Tasks and exercises.
a: List every calendar date that appears in the snake-bite study post.
b: Print the portion of the snake-bite study post starting at "My name is Jasmine, a" and ending at "the linked questionnaire.".

Text passage.
__________________________________________________

# Have you been bitten by a Snake? Please join our Snake-bite Study!



## Snake-bite Study (Aug 30, 2007)

Hi Aussie Pythons and Snakes,

My name is Jasmine, a fourth year medical student at the University of New South Wales. It would be great if anyone who has been bitten by a snake could help assist in Snake-bite research, by completing the linked questionnaire.

Please read the information below to find out more about the study.
If you would like to be part of the study, please click on the link below, and the questionnaire will open for you to complete and submit. 
http://www.surveymonkey.com/s.aspx?sm=gJIrA3_2fB4620NiNlhtHtiw_3d_3d

If the questionnaire does to progress to the next page, make sure you check all the required questions have been answered. 'Please answer this question' will be diplayed in red above any question that may have been missed.

*The University of New South Wales and Coffs Harbour Base Hospital are conducting a study to investigate snake-bite.*

*Your participation in this study will be very much appreciated and will help Doctors to better understand snake-bite in Australia. All persons who have been bitten by a snake will be of assistance to the study.*

*Please don’t hesitate to contact Jasmine Bowie (study coordinator) if you have any enquiries.*
*Jasmine Bowie*
* Telephone number: 0431868078*
* E-mail address: [email protected]*


*If you would like to participate in this study, please read the ‘Snake-bite study participant information’ (below) and complete the linked questionnaire by 25th September 2007.*

*Please feel free to forward this link to other interested persons who have been bitten by a snake.*

*Yours Sincerely*

*Jasmine Bowie*
*Study Coordinator*
*Medical Student, University of New South Wales*
*29th August 2007*


Below is more detailed information on the study;

*Snake-bite Study Participant Information*

Dear Sir or Madam,

The University of New South Wales, Coffs Harbour Rural Medical School in conjunction with Coffs Harbour Base Hospital Emergency Department is undertaking a study to investigate the impact of being bitten by a snake.

The long term impact of snake-bite has not previously been studied in Australia and this study will be very important to help understand the full impact of snake-bites in Australia. The study will also investigate the impact of antivenom administration on long term morbidity, potentially impacting on clinical practice. 

Approximately 300 persons who previously presented to Coffs Harbour hospital with a snake-bite and also members of herpetologist groups (people who study and/or keep snakes and reptiles) considered high risk for snake bite, will be sent this information and questionnaire. 
Only persons who have been bitten by a snake will be included in the study, and participation in the study is voluntary.

__________________________________________________

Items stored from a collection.
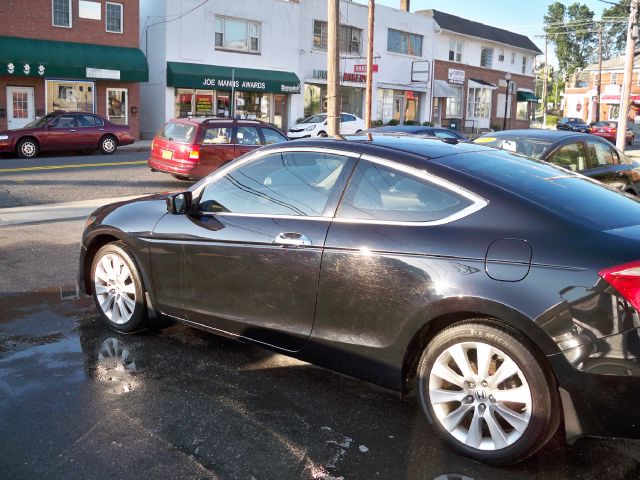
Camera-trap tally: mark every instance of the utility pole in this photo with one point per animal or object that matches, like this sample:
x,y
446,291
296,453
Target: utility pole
x,y
599,83
369,100
333,69
628,72
544,83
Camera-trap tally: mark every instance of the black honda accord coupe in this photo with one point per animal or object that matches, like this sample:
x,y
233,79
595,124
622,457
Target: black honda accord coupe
x,y
505,290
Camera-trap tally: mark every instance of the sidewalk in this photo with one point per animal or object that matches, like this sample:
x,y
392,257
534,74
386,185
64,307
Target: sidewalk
x,y
54,211
138,146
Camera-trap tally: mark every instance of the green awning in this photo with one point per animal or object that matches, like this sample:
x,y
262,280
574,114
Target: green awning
x,y
25,57
215,77
527,97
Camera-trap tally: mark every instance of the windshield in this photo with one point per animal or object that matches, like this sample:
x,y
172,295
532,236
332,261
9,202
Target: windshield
x,y
315,119
40,122
529,147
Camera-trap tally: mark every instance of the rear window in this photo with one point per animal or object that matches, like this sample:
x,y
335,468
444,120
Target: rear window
x,y
573,196
529,147
177,132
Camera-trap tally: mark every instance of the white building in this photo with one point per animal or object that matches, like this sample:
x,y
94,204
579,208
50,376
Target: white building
x,y
266,59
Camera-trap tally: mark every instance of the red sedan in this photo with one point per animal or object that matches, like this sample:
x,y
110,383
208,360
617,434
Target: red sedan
x,y
609,130
65,131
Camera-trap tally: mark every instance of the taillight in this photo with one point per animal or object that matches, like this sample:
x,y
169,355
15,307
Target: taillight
x,y
194,152
626,280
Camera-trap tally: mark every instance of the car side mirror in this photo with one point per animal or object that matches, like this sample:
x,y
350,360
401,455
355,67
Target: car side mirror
x,y
179,203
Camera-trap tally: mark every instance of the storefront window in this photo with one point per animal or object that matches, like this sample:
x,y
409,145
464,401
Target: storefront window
x,y
412,106
203,103
454,104
117,105
614,112
253,106
183,102
522,112
352,98
479,104
70,96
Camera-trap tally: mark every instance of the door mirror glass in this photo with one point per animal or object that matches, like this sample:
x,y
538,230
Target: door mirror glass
x,y
179,203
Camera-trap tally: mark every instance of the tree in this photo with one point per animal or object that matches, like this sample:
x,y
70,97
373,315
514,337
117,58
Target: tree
x,y
614,36
570,29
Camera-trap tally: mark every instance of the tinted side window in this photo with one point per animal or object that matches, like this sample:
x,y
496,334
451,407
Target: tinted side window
x,y
288,183
248,136
601,154
570,156
271,136
178,132
87,121
65,121
377,192
217,135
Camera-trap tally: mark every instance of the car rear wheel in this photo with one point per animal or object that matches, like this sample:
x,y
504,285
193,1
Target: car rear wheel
x,y
28,148
117,288
108,145
486,393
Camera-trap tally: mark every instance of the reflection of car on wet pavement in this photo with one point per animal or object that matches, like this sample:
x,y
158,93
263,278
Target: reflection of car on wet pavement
x,y
578,152
407,262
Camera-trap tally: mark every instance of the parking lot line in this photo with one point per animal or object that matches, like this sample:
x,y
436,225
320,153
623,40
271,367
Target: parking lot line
x,y
77,165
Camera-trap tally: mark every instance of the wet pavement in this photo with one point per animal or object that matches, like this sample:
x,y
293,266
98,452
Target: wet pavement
x,y
78,400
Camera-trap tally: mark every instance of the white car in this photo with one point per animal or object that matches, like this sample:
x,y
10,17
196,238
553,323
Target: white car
x,y
316,126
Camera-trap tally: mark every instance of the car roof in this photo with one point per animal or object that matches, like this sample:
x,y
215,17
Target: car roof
x,y
400,128
538,134
226,121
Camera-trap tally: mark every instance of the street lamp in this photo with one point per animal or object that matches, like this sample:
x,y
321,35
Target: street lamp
x,y
507,77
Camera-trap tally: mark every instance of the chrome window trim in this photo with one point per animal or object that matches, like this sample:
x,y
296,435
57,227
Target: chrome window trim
x,y
478,203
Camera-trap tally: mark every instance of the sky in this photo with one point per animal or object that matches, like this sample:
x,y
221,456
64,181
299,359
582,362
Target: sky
x,y
520,16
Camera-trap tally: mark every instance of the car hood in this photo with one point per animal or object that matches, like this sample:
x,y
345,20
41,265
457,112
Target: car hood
x,y
135,217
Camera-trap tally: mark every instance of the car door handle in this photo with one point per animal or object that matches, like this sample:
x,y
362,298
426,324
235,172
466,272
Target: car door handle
x,y
291,239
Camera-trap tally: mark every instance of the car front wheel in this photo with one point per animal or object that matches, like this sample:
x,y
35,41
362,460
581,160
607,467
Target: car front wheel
x,y
486,393
28,148
117,288
108,145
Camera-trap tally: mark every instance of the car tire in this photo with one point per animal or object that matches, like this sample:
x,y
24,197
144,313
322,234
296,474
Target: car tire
x,y
108,145
28,148
487,393
117,288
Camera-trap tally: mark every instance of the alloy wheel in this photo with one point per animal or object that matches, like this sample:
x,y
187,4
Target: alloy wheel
x,y
480,396
108,145
28,149
115,288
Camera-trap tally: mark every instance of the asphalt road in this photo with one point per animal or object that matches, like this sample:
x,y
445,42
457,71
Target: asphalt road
x,y
80,401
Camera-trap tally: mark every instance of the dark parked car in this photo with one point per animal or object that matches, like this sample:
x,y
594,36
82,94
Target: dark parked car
x,y
65,131
421,130
609,131
193,148
505,290
572,124
578,152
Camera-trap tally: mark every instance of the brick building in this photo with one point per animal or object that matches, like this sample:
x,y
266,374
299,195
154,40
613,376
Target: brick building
x,y
474,64
72,55
580,98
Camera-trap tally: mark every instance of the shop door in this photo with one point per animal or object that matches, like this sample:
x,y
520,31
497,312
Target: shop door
x,y
398,108
20,108
280,111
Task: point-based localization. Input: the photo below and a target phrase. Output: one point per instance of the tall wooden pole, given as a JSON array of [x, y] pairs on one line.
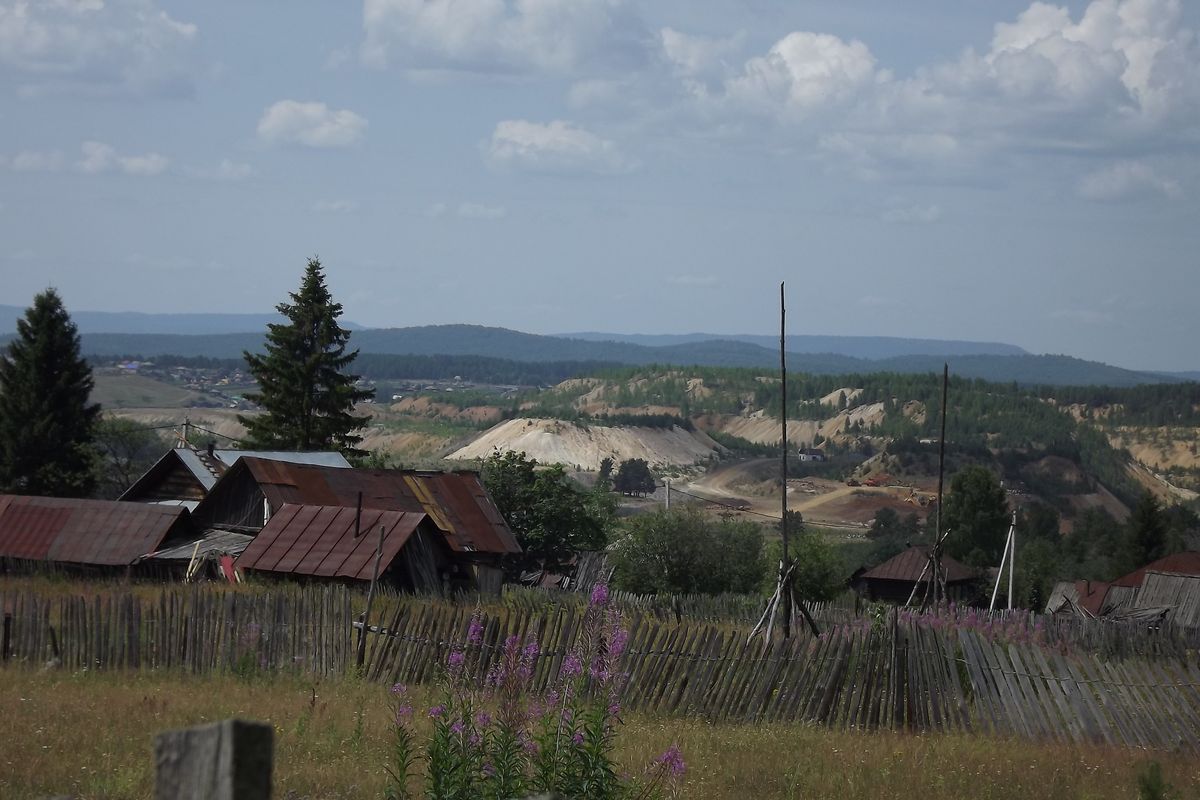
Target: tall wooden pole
[[785, 573], [939, 583]]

__________________________________________________

Results of the exercise.
a: Aug 30, 2007; 25th September 2007; 29th August 2007

b:
My name is Jasmine, a fourth year medical student at the University of New South Wales. It would be great if anyone who has been bitten by a snake could help assist in Snake-bite research, by completing the linked questionnaire.